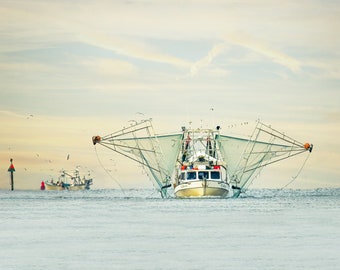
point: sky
(73, 69)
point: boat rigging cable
(101, 164)
(298, 173)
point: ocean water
(109, 229)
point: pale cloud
(110, 67)
(260, 48)
(204, 62)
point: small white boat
(67, 181)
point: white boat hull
(201, 188)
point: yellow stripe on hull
(201, 189)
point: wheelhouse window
(203, 175)
(215, 175)
(191, 175)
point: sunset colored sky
(73, 69)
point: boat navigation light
(96, 139)
(308, 146)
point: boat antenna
(101, 164)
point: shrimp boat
(202, 163)
(68, 181)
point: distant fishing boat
(68, 181)
(202, 162)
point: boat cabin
(194, 174)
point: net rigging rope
(101, 164)
(298, 173)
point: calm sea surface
(109, 229)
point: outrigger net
(158, 154)
(246, 157)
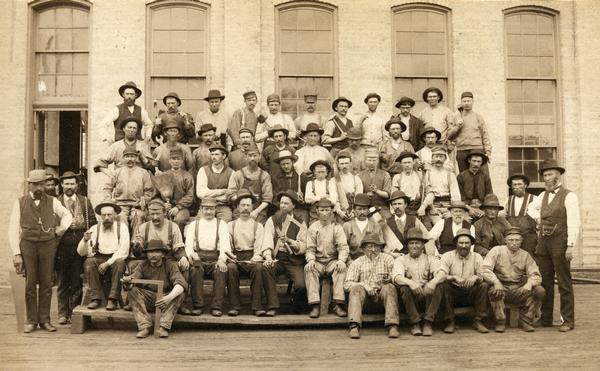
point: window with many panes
(305, 40)
(420, 51)
(177, 53)
(531, 86)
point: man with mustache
(105, 246)
(33, 235)
(112, 131)
(69, 264)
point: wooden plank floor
(112, 346)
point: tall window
(532, 110)
(420, 51)
(178, 53)
(305, 56)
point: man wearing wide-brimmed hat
(33, 235)
(489, 230)
(557, 212)
(112, 131)
(369, 278)
(69, 264)
(105, 247)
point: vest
(37, 222)
(124, 113)
(447, 237)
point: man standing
(105, 247)
(112, 131)
(33, 236)
(557, 212)
(369, 277)
(69, 263)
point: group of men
(387, 209)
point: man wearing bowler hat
(33, 235)
(557, 212)
(111, 129)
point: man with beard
(244, 118)
(33, 237)
(391, 148)
(69, 263)
(131, 188)
(112, 131)
(255, 180)
(336, 128)
(557, 212)
(105, 246)
(283, 248)
(143, 297)
(370, 278)
(185, 121)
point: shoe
(479, 326)
(163, 332)
(48, 327)
(111, 305)
(450, 327)
(94, 304)
(315, 312)
(427, 330)
(339, 311)
(143, 333)
(28, 328)
(393, 332)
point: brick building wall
(242, 56)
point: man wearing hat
(255, 180)
(33, 236)
(217, 117)
(336, 128)
(131, 188)
(213, 181)
(171, 130)
(246, 239)
(472, 133)
(69, 265)
(370, 278)
(237, 157)
(144, 297)
(444, 232)
(284, 246)
(105, 247)
(359, 226)
(184, 121)
(111, 124)
(464, 284)
(371, 122)
(392, 147)
(419, 280)
(515, 278)
(556, 210)
(312, 150)
(414, 126)
(489, 230)
(474, 182)
(516, 210)
(207, 245)
(244, 118)
(326, 254)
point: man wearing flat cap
(370, 278)
(112, 131)
(556, 210)
(69, 265)
(33, 233)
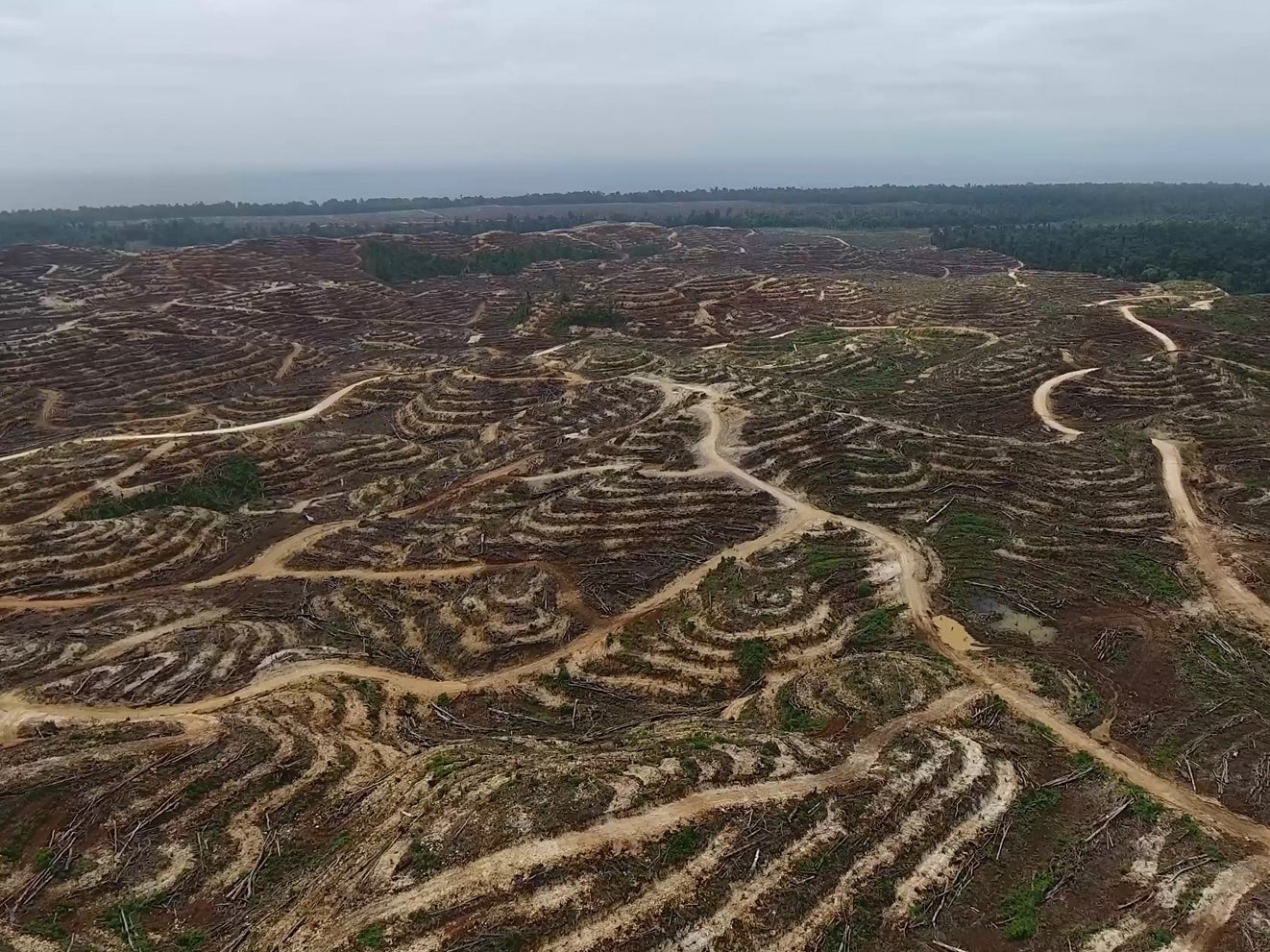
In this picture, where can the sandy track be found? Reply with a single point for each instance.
(914, 329)
(315, 410)
(1170, 347)
(1041, 403)
(284, 368)
(1196, 536)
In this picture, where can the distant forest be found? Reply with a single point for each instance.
(1144, 232)
(1233, 254)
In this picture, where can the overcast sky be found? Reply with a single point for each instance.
(520, 93)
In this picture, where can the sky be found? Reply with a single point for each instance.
(106, 101)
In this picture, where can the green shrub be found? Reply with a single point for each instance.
(1022, 907)
(752, 656)
(225, 489)
(370, 937)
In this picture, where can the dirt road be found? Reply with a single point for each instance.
(1170, 347)
(315, 410)
(1041, 405)
(1198, 538)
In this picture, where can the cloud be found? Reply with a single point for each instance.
(294, 84)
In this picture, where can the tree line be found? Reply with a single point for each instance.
(1001, 204)
(401, 261)
(1230, 253)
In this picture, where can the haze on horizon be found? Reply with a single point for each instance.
(141, 101)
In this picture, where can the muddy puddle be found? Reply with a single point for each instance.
(954, 635)
(1002, 617)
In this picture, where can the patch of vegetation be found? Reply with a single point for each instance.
(190, 940)
(1038, 801)
(52, 927)
(523, 311)
(681, 845)
(1022, 908)
(225, 489)
(790, 716)
(700, 740)
(441, 766)
(724, 577)
(197, 790)
(588, 316)
(1193, 832)
(752, 656)
(16, 843)
(373, 696)
(370, 937)
(1150, 577)
(1142, 804)
(422, 858)
(874, 624)
(125, 921)
(823, 559)
(968, 537)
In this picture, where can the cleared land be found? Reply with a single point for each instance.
(666, 589)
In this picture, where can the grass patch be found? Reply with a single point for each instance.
(752, 656)
(423, 860)
(521, 312)
(225, 489)
(1147, 576)
(1022, 908)
(125, 921)
(1142, 804)
(823, 559)
(1038, 801)
(969, 538)
(588, 316)
(874, 624)
(792, 716)
(681, 845)
(441, 766)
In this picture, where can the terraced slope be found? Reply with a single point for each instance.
(679, 591)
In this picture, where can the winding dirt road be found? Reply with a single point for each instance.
(315, 410)
(1041, 403)
(1170, 347)
(1227, 591)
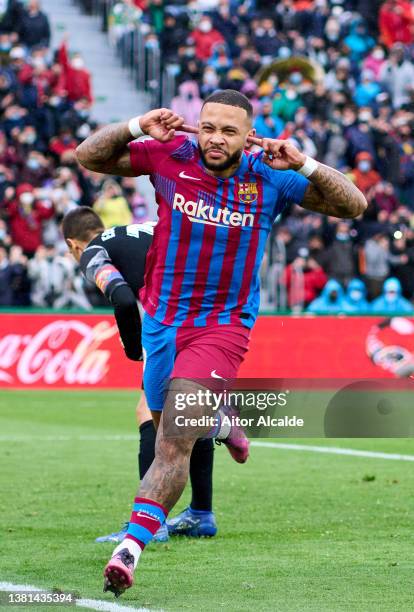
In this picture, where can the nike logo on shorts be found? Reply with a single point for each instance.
(184, 175)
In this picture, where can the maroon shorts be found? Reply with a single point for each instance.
(202, 353)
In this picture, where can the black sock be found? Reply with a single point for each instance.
(201, 475)
(146, 447)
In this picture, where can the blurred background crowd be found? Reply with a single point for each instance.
(335, 76)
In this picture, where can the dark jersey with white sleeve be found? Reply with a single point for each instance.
(115, 262)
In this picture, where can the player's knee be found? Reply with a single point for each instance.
(171, 449)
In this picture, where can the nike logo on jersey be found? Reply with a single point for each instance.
(199, 212)
(214, 374)
(184, 175)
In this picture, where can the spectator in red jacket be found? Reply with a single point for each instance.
(364, 175)
(26, 216)
(64, 142)
(205, 38)
(304, 279)
(76, 80)
(396, 22)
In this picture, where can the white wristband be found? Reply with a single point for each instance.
(135, 127)
(308, 167)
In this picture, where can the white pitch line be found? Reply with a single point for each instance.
(81, 438)
(92, 604)
(335, 450)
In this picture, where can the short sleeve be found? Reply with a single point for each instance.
(148, 155)
(141, 159)
(291, 187)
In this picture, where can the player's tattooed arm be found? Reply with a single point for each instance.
(106, 150)
(329, 192)
(332, 193)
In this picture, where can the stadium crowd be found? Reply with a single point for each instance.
(336, 76)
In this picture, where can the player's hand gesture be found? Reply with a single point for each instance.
(279, 154)
(162, 124)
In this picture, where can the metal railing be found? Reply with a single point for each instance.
(143, 60)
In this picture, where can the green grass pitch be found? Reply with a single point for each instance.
(297, 531)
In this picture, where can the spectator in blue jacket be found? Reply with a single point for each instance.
(391, 301)
(368, 89)
(331, 300)
(358, 41)
(267, 124)
(355, 301)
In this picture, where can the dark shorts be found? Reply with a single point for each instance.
(211, 352)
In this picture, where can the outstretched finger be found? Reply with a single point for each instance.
(189, 128)
(173, 125)
(255, 140)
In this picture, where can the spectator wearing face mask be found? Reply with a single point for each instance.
(367, 90)
(358, 41)
(391, 302)
(54, 283)
(396, 21)
(374, 61)
(111, 206)
(383, 197)
(376, 263)
(26, 215)
(19, 277)
(76, 79)
(355, 300)
(188, 102)
(33, 26)
(288, 100)
(331, 300)
(205, 38)
(36, 169)
(364, 175)
(340, 256)
(173, 35)
(397, 75)
(304, 278)
(62, 143)
(5, 279)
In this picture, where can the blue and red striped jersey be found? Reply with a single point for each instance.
(203, 264)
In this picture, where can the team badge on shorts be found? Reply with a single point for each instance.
(248, 192)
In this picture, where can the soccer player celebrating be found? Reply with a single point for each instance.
(114, 260)
(216, 206)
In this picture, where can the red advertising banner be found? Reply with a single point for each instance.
(83, 351)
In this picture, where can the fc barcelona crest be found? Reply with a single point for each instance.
(248, 192)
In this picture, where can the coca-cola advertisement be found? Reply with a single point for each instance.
(43, 351)
(84, 351)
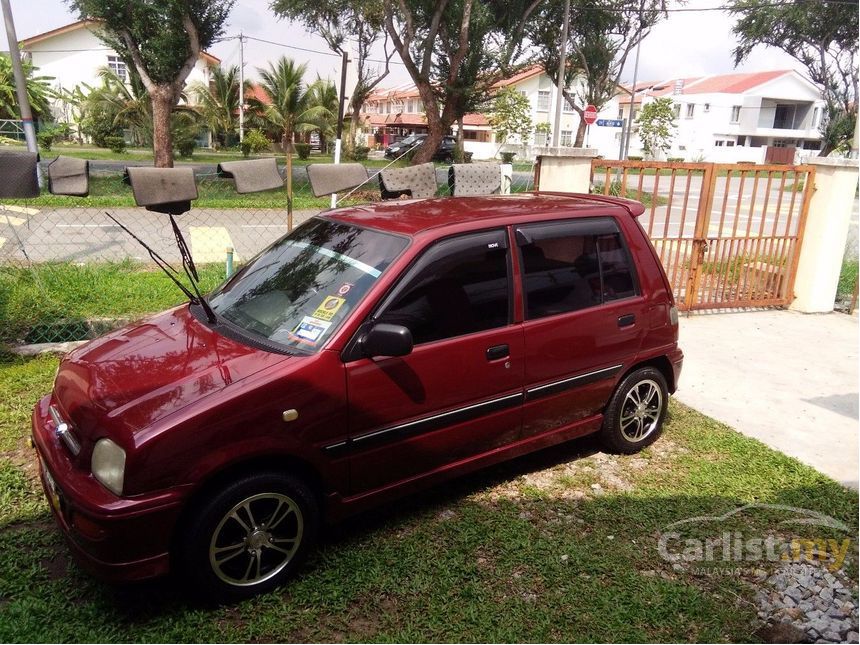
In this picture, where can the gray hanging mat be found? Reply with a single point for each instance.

----

■ PROBLEM DETAILS
Copy every row above, substituting "trawler" for "shrimp boat" and changing nothing else. Omit the pictures.

■ SOLUTION FOR THIS EXERCISE
point: sky
(73, 69)
point: boat rigging cable
(101, 164)
(298, 173)
point: ocean water
(109, 229)
point: pale cloud
(110, 67)
(260, 48)
(204, 62)
point: small white boat
(67, 181)
point: white boat hull
(201, 188)
point: yellow stripe on hull
(201, 189)
point: wheelhouse window
(203, 175)
(215, 175)
(191, 175)
point: sunset colored sky
(73, 69)
point: boat navigation light
(96, 139)
(308, 146)
point: boat antenna
(101, 164)
point: trawler
(202, 163)
(68, 181)
point: distant fishing boat
(68, 181)
(202, 162)
point: boat cabin
(194, 174)
point: net rigging rope
(101, 164)
(298, 173)
point: calm sea surface
(109, 229)
point: outrigger net
(158, 154)
(246, 157)
point: window with many panes
(305, 40)
(420, 51)
(177, 53)
(531, 86)
point: man with mustache
(105, 246)
(33, 235)
(112, 131)
(69, 264)
point: wooden plank floor
(112, 346)
point: tall window
(532, 110)
(420, 51)
(178, 53)
(305, 56)
point: man wearing wide-brimmed hat
(33, 235)
(489, 230)
(557, 212)
(112, 131)
(369, 278)
(69, 264)
(105, 247)
point: vest
(37, 222)
(124, 113)
(447, 237)
point: man standing
(105, 247)
(112, 131)
(33, 236)
(557, 212)
(369, 277)
(69, 263)
point: group of men
(387, 209)
point: man wearing bowler hat
(33, 235)
(557, 212)
(111, 129)
point: man with beard
(244, 118)
(33, 237)
(391, 148)
(69, 263)
(131, 188)
(112, 131)
(255, 180)
(336, 128)
(557, 212)
(105, 246)
(283, 248)
(143, 297)
(370, 278)
(185, 121)
point: shoe
(479, 326)
(163, 332)
(48, 327)
(111, 305)
(450, 327)
(94, 304)
(315, 312)
(427, 330)
(339, 311)
(143, 333)
(28, 328)
(393, 332)
point: brick building wall
(242, 56)
point: man wearing hat
(255, 180)
(33, 236)
(217, 117)
(336, 128)
(131, 188)
(213, 181)
(171, 130)
(246, 239)
(472, 133)
(69, 265)
(370, 278)
(237, 157)
(144, 297)
(444, 232)
(284, 246)
(105, 247)
(359, 226)
(184, 121)
(111, 124)
(464, 284)
(371, 122)
(392, 147)
(419, 280)
(515, 278)
(556, 210)
(312, 150)
(414, 126)
(489, 230)
(474, 182)
(516, 210)
(207, 245)
(244, 118)
(326, 254)
point: man wearing flat cap
(370, 278)
(112, 131)
(556, 210)
(69, 265)
(33, 233)
In this picture, where can the sandy track be found? Reply with a single point for each instance.
(914, 329)
(315, 410)
(1170, 347)
(1041, 403)
(284, 368)
(1196, 536)
In this picture, where can the distant forest be found? Reply with a single point for each instance.
(1144, 232)
(1233, 254)
In this picture, where can the overcast sky be found? Reply with a single point for each instance.
(520, 93)
In this picture, where can the sky be found? Reply with a single point for each instance.
(106, 101)
In this picture, where can the green shrub be found? Reply with a single point for each instance.
(1022, 907)
(752, 656)
(225, 489)
(370, 937)
In this picture, where can the dirt road be found? Reply with a single point for each instance.
(1170, 347)
(315, 410)
(1041, 405)
(1198, 538)
In this picture, where can the cloud be found? Reply with a single point for each instance.
(294, 84)
In this picture, where can the tree line be found? Reply with a single point for each instance.
(1001, 204)
(401, 261)
(1230, 253)
In this picture, where can the haze on horizon be found? Reply with a single point for each instance.
(141, 101)
In this picture, where can the muddy puddle be found? Reply with a single point for each instance.
(954, 635)
(1002, 617)
In this picture, where can the patch of vegetation be found? Reply with a single point for each instance.
(190, 940)
(1038, 801)
(52, 927)
(523, 311)
(681, 845)
(1022, 908)
(225, 489)
(790, 716)
(700, 740)
(441, 766)
(724, 577)
(197, 790)
(588, 316)
(1193, 832)
(752, 656)
(16, 843)
(373, 696)
(370, 937)
(1150, 577)
(1142, 804)
(422, 858)
(874, 624)
(125, 921)
(823, 559)
(968, 537)
In this picture, where can the cleared land be found? Reply with a single point for each instance.
(666, 589)
In this picture, where can the grass patch be found? Reply with a single point for each instance.
(752, 656)
(423, 860)
(521, 312)
(225, 489)
(1147, 576)
(1022, 908)
(125, 921)
(1142, 804)
(823, 559)
(1038, 801)
(969, 538)
(588, 316)
(874, 624)
(792, 716)
(681, 845)
(441, 766)
In this picture, where can the terraced slope be found? Reply with a single point for each instance.
(679, 591)
In this picture, where can the winding dirt road be found? Reply with a single point for each instance.
(315, 410)
(1041, 403)
(1170, 347)
(1227, 591)
In this picture, where can the nike logo on shorts be found? Reply with a single point for each instance.
(184, 175)
In this picture, where can the maroon shorts be found? Reply with a single point for each instance.
(202, 353)
In this picture, where can the black sock be found? Reply with a single point for each instance.
(201, 475)
(146, 447)
In this picture, where can the blurred background crowd be found? Reply with a single point for each instance.
(335, 76)
In this picture, where can the dark jersey with white sleeve be found? Reply with a single point for each instance.
(115, 262)
In this picture, where can the player's knee be found? Reply with a single point for each instance.
(171, 449)
In this picture, where can the nike logo on jersey be found? Reply with a single point for each instance.
(199, 212)
(214, 374)
(184, 175)
In this picture, where can the spectator in red jacket be found? Reply with a single point for each instance.
(364, 175)
(26, 216)
(64, 142)
(205, 38)
(304, 279)
(76, 80)
(396, 22)
In this picture, where can the white wristband be found? Reply with a single point for each instance.
(135, 127)
(308, 167)
In this picture, where can the white pitch line be found? Reply with a single point for each instance.
(81, 438)
(92, 604)
(335, 450)
In this picture, where can the short sleeve be found? Reply with a single point for each instance.
(148, 155)
(141, 159)
(291, 187)
In this picture, where can the player's tattooed arm be found? Reply with a single point for each instance.
(106, 150)
(329, 192)
(332, 193)
In this picture, where can the stadium crowd be found? Reply with a single point for each instance.
(336, 76)
In this picture, where can the player's hand gesture be found? Reply with a single point for each instance.
(279, 154)
(162, 124)
In this picture, where can the metal railing be found? Reply with a single point for each instance.
(143, 60)
In this picture, where can the green grass pitch be found? Reply with a single point for each instance.
(297, 531)
In this picture, where can the spectator in blue jacket be found? Reply with a single point for each instance.
(391, 301)
(368, 89)
(331, 300)
(358, 41)
(267, 124)
(355, 301)
In this picture, where can the dark shorts be found? Reply with a single point for each instance.
(211, 352)
In this picture, where can the outstretched finger be found? Reply with a single point for each instance.
(189, 128)
(173, 125)
(255, 140)
In this picture, where can the spectator wearing face mask be found? Reply with a single point for each instance.
(367, 90)
(358, 41)
(391, 302)
(54, 283)
(396, 21)
(374, 61)
(111, 206)
(383, 197)
(376, 263)
(26, 215)
(19, 277)
(76, 79)
(355, 300)
(188, 102)
(33, 26)
(288, 100)
(331, 300)
(205, 38)
(36, 169)
(364, 175)
(340, 256)
(173, 35)
(397, 75)
(304, 278)
(62, 143)
(5, 279)
In this picture, where can the blue and red striped jersey be found? Reply with a single point for each instance.
(203, 264)
In this picture, where can the team badge on shorts be found? Reply with a single point for each instance.
(248, 192)
In this picture, where can the soccer player celebrating be found? Reply with a single point for each instance.
(114, 260)
(216, 206)
In this picture, where can the red advertising banner be found? Reply with a single point for each instance.
(83, 351)
In this picture, where can the fc barcelona crest be found? Reply with a single point for each instance.
(248, 192)
In this picture, where can the coca-cola advertisement be found? Reply with a single point for each instance.
(43, 351)
(84, 351)
In this picture, where can the gray hanging mat be found? Reply with a single point for each instance.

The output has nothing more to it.